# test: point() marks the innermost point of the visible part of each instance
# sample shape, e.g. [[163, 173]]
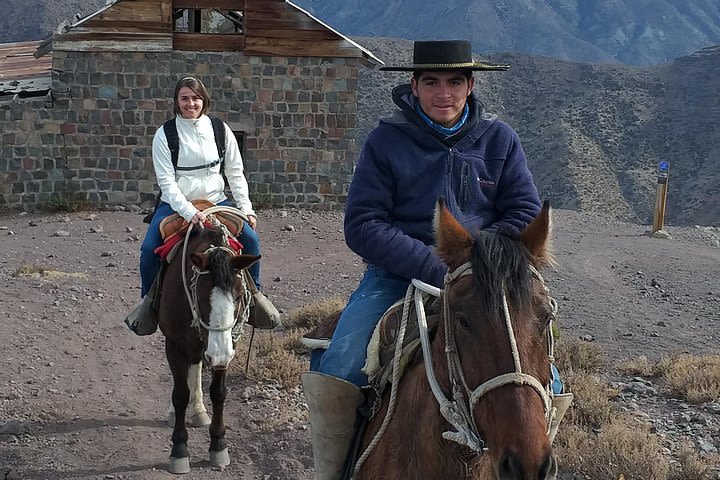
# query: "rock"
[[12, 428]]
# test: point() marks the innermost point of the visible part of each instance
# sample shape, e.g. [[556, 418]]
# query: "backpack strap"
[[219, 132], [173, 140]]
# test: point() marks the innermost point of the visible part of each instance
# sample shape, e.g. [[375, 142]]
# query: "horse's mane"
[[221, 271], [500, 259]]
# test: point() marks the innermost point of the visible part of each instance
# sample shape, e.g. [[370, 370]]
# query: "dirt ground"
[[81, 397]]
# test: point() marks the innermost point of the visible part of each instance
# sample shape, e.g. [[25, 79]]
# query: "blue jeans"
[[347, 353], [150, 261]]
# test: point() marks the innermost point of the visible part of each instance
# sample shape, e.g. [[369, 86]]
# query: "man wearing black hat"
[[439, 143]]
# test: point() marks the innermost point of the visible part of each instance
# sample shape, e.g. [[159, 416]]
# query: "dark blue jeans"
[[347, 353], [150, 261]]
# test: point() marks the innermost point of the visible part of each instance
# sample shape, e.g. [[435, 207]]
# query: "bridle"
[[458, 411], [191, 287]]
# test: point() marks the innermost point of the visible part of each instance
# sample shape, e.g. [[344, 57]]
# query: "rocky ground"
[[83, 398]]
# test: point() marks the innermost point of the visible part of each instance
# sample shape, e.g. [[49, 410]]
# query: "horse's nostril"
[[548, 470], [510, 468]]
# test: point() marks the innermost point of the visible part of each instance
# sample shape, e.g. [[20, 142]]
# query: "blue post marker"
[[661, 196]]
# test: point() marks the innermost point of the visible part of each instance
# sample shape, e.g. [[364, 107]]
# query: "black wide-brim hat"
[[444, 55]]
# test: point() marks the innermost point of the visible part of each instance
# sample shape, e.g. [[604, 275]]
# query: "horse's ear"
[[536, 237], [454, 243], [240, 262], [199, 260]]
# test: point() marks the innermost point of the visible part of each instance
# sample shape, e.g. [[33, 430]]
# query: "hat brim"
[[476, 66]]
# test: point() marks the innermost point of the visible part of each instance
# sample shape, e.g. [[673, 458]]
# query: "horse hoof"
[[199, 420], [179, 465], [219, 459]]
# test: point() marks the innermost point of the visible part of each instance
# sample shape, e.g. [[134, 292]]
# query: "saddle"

Task directions: Reproduce the rows from the start through the line containing "[[458, 411], [191, 287]]", inclusive, keeping every request line but multiplying each point coordinate in the answers by 1.95 and rounding to whole numbers, with halves rounded up. Omit the pictures from your answer.

Finished answer:
# test: point() marks the innermost point of the visible part of each instance
# sample shape, e.g. [[163, 173]]
# query: "rock"
[[23, 835]]
# test: point() marks the innermost point of the visible part of each instance
# sample shape, e.g. [[556, 418]]
# query: "backpack strap"
[[427, 257], [337, 273]]
# test: point() marks the innermost point of the visible part of each instance
# sample shape, e.g. [[375, 142]]
# query: "horse's mane"
[[431, 528], [975, 505]]
# test: point() marks the innermost point of the visible part of each instance
# sample shape, e.g. [[370, 370]]
# query: "dirt ground"
[[158, 774]]
# test: point() marks the innermost point of the visible part of each instance
# sample shape, e.g. [[25, 79]]
# query: "blue jeans"
[[677, 688], [293, 509]]
# test: point() marks the innermost point of the visible part of each instance
# sample shape, e.g. [[369, 86]]
# query: "man wearing black hat"
[[856, 279]]
# test: point() marks the innermost point of the visible part of each instance
# sample shape, e.g. [[159, 416]]
# query: "dark blue jeans"
[[677, 688], [293, 509]]
# test: point() marks the innermost point of the visible part of each instance
# sample shape, e.g. [[435, 207]]
# query: "bridle"
[[893, 801], [372, 560]]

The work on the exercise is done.